EXERCISES TO COMPLETE:
1. In the forum thread about townhouses built over a parking garage, how does TimNY describe the garage?
2. Carry on the forum thread about townhouses built over a parking garage from the point where it stops.

EXTRACT TO READ:
# Townhouse.. or not



## TimNY (Aug 17, 2011)

Entire lots excavated and a parking garage placed below grade level.

Townhouses proposed to be built per IRC on top of this parking structure.  The top of the concrete structure is a concrete slab upon which the units are constructed.

Townhouses, or R-3?  Does each unit "extend from foundation to roof"?

Thanks!

Tim


----------



## Paul Sweet (Aug 17, 2011)

A code modification could be considered if the parking garage meets IBC 509.2 or 509.4.  The parking garage structure would have to be designed to carry the gravity and lateral loads from the townhouses.


----------



## TimNY (Aug 17, 2011)

Thanks, Paul.  I am generally in agreement that it is a feasible idea.

Then I started thinking, if the garage is the foundation, the units would extend from the foundation.

All things considered I don't think it is a huge leap to R-3 anyway; the units are sprinklered with direct exits.

Then there is the matter of all utilities, DWV etc being run through the garage to reach the units vs entering from the street-side of each unit.

I thought it was an interesting scenario and appreciate any input!

Tim


----------



## mtlogcabin (Aug 17, 2011)

An R-3 is limited to a maximum 2 dwelling units

R-3 Residential occupancies where the occupants are primarily permanent in nature and not classified as Group R-1, R-2, R-4 or I, including:

Buildings that do not contain more than two dwelling units .

A Townhouse is 3 or more dwelling units

TOWNHOUSE. A single-family dwelling unit constructed in a group of three or more attached units in which each unit extends from the foundation to roof and with open space on at least two sides.

It would be an R-2 under the IBC. If they are individual garages for each dwelling unit then I might agree it could be an IRC Townhouse


----------



## fatboy (Aug 17, 2011)

I agree, the top of the parking structure becomes the "foundation". Are the garages separated? I think the utilities for each one still need to be protected from damage from the othere townhouse.


----------



## TimNY (Aug 17, 2011)

Thanks for pointing that out MTL.  The garage is one large, open structure.  Tenants could park in any space.

As an example, the septic from each unit would exit into the parking garage and join a common sewer main.  Other utilities are the same.  COnsequently your sewer is running below other units, not to mention inside a separate building.

At this point I concur with Paul; an argument could be made to allow Townhouse-type construction, but I don't think it is a shoe-in.


----------



## rktect 1 (Aug 17, 2011)

How do they get to their units?


----------



## TimNY (Aug 17, 2011)

MATERIAL PROVIDED:
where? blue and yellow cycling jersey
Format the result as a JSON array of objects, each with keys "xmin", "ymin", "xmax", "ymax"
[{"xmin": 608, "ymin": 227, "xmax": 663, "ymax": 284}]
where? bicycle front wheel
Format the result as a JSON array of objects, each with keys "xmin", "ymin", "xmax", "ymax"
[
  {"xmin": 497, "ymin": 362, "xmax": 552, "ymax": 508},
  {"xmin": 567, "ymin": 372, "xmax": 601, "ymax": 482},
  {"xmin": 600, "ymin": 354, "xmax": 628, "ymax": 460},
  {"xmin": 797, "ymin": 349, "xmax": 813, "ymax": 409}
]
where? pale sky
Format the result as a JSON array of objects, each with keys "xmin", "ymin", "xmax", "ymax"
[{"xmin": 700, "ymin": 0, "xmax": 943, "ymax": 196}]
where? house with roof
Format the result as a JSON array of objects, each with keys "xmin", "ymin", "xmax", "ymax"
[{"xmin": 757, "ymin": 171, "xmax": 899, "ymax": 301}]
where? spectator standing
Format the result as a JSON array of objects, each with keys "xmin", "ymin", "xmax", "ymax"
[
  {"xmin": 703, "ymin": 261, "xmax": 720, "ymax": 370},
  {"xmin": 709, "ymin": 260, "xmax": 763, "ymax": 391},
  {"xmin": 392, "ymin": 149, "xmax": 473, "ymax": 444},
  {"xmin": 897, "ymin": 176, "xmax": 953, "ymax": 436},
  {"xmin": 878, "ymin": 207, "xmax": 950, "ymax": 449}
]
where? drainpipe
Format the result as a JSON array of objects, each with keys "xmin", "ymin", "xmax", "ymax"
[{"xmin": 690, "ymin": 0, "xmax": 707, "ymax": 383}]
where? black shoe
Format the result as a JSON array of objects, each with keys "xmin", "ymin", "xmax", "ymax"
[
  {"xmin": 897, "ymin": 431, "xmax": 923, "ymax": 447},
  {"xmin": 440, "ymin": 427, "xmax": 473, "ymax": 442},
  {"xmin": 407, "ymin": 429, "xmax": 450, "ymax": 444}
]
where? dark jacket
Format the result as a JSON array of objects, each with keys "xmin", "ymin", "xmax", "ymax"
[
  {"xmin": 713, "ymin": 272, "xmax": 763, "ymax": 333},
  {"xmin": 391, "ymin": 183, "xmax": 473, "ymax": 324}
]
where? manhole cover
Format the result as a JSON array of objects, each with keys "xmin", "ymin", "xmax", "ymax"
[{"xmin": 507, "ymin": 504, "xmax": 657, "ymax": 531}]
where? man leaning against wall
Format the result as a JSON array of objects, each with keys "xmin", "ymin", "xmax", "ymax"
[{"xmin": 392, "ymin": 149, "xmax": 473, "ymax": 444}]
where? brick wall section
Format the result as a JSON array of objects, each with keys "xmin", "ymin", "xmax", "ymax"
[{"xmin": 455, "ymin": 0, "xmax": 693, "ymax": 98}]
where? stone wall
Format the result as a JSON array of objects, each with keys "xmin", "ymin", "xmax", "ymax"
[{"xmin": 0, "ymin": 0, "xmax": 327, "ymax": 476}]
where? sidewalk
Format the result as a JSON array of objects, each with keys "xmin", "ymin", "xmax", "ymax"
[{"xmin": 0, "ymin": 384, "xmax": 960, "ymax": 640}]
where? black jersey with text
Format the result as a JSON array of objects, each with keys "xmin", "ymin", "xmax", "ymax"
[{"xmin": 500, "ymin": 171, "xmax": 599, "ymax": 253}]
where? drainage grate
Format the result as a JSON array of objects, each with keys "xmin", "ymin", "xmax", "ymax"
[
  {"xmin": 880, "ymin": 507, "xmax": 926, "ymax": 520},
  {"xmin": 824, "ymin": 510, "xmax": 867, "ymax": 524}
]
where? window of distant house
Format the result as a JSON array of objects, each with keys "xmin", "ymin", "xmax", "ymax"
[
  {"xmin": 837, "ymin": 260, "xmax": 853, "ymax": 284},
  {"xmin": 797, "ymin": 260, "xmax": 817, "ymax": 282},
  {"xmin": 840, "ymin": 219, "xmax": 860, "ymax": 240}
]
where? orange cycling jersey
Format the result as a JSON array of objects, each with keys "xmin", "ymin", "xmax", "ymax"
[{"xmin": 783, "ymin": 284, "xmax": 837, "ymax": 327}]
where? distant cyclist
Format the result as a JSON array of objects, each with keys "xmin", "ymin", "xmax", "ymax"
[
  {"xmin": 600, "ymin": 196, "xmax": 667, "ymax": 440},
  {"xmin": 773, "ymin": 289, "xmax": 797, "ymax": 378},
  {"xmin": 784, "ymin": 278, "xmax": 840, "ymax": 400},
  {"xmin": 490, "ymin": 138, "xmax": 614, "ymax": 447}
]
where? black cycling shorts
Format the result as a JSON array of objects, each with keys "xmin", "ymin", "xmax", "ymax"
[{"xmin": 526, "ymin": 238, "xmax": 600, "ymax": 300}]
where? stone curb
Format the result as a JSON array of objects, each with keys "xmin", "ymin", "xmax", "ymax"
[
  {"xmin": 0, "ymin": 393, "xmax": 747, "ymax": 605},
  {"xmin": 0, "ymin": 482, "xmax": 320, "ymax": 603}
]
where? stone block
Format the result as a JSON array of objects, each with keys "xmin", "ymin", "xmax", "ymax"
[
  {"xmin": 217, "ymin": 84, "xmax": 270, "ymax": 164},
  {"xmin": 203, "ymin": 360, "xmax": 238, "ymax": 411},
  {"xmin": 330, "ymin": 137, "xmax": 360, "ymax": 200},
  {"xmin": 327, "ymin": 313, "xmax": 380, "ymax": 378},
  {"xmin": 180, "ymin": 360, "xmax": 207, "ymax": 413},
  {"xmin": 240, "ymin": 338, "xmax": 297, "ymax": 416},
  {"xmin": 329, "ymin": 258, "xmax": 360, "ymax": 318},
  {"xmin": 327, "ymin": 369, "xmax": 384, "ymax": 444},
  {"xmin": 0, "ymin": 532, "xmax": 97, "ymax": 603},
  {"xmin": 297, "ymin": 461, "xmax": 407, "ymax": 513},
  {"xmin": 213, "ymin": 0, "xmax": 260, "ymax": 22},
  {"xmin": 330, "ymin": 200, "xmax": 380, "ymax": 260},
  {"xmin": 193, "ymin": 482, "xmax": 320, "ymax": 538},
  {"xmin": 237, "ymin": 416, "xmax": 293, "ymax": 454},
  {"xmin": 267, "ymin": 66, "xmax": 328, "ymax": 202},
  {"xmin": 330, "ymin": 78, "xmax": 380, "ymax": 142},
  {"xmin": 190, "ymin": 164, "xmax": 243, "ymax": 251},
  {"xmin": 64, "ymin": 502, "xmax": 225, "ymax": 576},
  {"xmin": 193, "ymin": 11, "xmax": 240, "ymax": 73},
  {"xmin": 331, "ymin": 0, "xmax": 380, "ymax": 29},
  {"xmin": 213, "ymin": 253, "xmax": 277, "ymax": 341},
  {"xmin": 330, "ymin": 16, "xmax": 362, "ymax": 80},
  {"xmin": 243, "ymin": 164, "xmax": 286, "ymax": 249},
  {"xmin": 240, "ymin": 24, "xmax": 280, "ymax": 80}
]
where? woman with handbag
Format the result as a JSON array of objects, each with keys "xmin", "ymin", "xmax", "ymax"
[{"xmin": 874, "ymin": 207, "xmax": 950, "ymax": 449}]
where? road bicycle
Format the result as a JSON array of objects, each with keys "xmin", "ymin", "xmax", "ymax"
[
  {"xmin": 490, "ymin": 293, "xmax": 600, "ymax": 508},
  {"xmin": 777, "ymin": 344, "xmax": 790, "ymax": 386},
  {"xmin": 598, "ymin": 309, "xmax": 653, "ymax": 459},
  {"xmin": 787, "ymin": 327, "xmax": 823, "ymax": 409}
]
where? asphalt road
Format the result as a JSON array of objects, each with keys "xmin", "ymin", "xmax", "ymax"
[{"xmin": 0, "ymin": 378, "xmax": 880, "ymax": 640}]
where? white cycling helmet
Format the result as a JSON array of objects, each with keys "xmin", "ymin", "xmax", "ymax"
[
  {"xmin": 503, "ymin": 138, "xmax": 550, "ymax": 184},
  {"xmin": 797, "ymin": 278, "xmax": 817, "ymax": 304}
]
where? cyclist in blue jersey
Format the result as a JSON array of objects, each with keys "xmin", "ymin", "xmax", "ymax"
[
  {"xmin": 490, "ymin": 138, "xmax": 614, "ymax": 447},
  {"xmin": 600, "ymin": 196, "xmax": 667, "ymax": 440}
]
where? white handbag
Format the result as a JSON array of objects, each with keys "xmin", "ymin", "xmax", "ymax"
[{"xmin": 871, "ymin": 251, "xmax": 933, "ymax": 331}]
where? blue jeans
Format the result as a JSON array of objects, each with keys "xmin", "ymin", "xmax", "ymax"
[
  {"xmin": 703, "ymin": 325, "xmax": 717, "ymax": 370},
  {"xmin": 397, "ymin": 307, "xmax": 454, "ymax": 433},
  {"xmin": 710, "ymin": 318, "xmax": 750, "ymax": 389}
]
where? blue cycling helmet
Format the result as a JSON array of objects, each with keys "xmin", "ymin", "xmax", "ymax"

FINAL ANSWERS:
1. It is one large, open structure where tenants could park in any space.

2.
rktect 1 said:
			
		

> How do they get to their units?


Excellent question!  They do have street-front entrances.

The structurals show a solid slab 12" or 14" thick depending on location.

However, site plan with the parking diagrams show stairwells!


----------



## bgingras (Aug 17, 2011)

Mixed use S-2 Garage with R-2 above.


----------



## TimNY (Aug 17, 2011)

Yup, I agree.. the stairwells really eliminate any chance of getting a variance to use Townhouse-type construction.

It was an interesting premise prior to the stairwells, though.

I rarely deal with commercial, so I really appreciate all the input.


----------



## bgingras (Aug 17, 2011)

I have been seeing these pop up around here to save space.


----------



## fatboy (Aug 17, 2011)

Yup, I agree, S-1/R-2, the common garage plus stairwells.


----------



## brudgers (Aug 17, 2011)

Definitely not a townhouse, because "from the foundation to roof" is inclusive (otherwise the roof would not be part of the the townhouse and this is something we all accept).  Clearly it is R2.


----------



## TimNY (Aug 17, 2011)

brudgers said:
			
		

> Definitely not a townhouse, because "from the foundation to roof" is inclusive (otherwise the roof would not be part of the the townhouse and this is something we all accept).  Clearly it is R2.


Good point, thanks.


----------



## Architect1281 (Aug 17, 2011)

I go with Mt Cabin on that after 2 units its an R2 no matter how its built


----------



## peach (Aug 17, 2011)

Not IRC buildings; IBC.  They may be R-3, but out of the scope of IRC.

DO OVER


----------



## brudgers (Aug 17, 2011)

peach said:
			
		

> Not IRC buildings; IBC.  They may be R-3, but out of the scope of IRC.  DO OVER


   I don't think you can get it to R3 because of the lack of fire separation in the garage.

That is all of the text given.